BRIEF:
Continue the AIDS Treatment News piece on South Africa and nevirapine, starting right after its last sentence.

EXTRACT:
BEGIN

AIDS TREATMENT NEWS Issue #374, November 23, 2001
John S. James
The government is currently running a pilot program that offers testing, counseling, and nevirapine if needed to about 10% of pregnant women. It argues that it needs time to evaluate this program before expanding it; TAC says that the current program will not allow any expansion beyond the 18 current sites until at least April 2003. The government also says that it cannot afford antiretrovirals, because it has only $207 million a year to spend on public-sector medicines for the country of over 40 million people.
How you can support TAC in this case? At this time TAC is asking for letters to be sent to South Africa, and also for individuals and organizations to sign the Bredell Consensus Statement -- a statement on HIV treatment in South Africa, endorsed by participants of the Bredell Conference, which took place October 18 and 19. Since the situation will change over time, check their Web site, http://www.tac.org.za. This site also includes court papers and other background on the case.
Comment
It is widely believed that the real issue for the government is not the cost of the nevirapine for preventing maternal-infant transmission (which the drug's manufacturer Boehringer Ingelheim has offered free, although the cost of so little nevirapine would not be a barrier in any case), but that once the government provides the drug routinely to HIV-positive pregnant women, there will certainly be more pressure to also treat the mothers, fathers, and others. Antiretrovirals are heavily patented and expensive in South Africa. While generic nevirapine is available from India, which has different patent laws, the South African government is afraid to use compulsory licensing or other means to override patents and obtain drugs it can afford, due to fear of economic retaliation. While South Africa is considered a middle-income country, so much of its population is infected that it could not pay for widespread access at the high prices set by the manufacturers.

END

DATASET CONTENT:
BEGIN

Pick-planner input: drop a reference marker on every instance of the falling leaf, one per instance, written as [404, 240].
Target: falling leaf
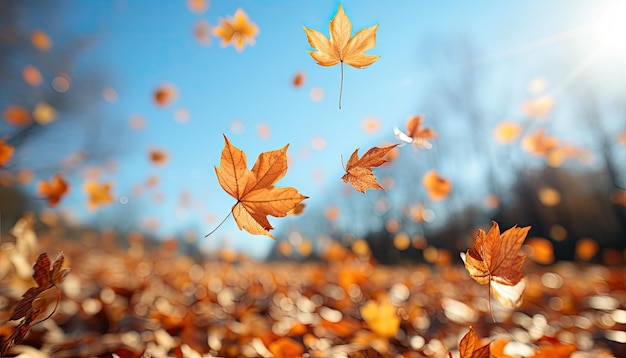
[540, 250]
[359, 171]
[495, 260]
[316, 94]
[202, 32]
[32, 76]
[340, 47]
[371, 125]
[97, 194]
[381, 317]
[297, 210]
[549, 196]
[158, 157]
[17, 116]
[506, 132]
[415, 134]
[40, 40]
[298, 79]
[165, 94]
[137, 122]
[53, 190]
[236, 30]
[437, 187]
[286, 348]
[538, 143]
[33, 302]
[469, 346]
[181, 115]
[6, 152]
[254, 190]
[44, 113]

END
BEGIN

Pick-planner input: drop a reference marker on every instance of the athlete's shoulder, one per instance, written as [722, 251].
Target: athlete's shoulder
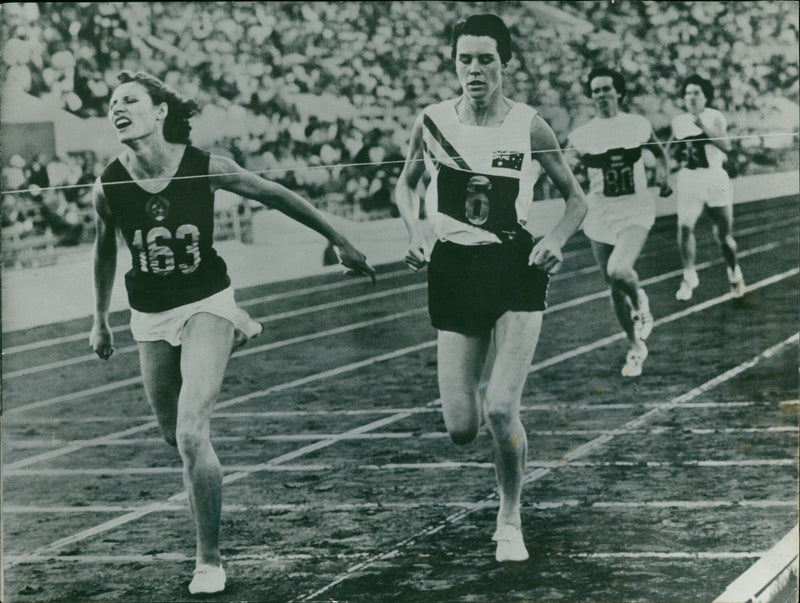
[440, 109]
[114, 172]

END
BEGIN

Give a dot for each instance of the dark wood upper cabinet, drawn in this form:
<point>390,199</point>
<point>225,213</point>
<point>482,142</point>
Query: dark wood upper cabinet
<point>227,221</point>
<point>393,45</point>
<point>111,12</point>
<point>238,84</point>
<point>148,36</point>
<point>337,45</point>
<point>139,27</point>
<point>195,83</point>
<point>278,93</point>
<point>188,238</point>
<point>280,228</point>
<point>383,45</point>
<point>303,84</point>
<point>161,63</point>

END

ANSWER SECTION:
A related problem is that South Africa's President Mbeki personally has a hard time backing down from a position once he has taken it. In this case, he picked up conspiracy theories over a year ago from AIDS denialists who argued that antiretrovirals are inappropriate because HIV does not cause AIDS -- or because AIDS in Africa does not exist, and the deaths are due to other illnesses and to poverty instead. So officials under him are constrained in what they can do.
The result is that South Africa is not successfully making the plans, building the infrastructure, and getting the experience to deal with one of the highest rates of HIV infection in the world.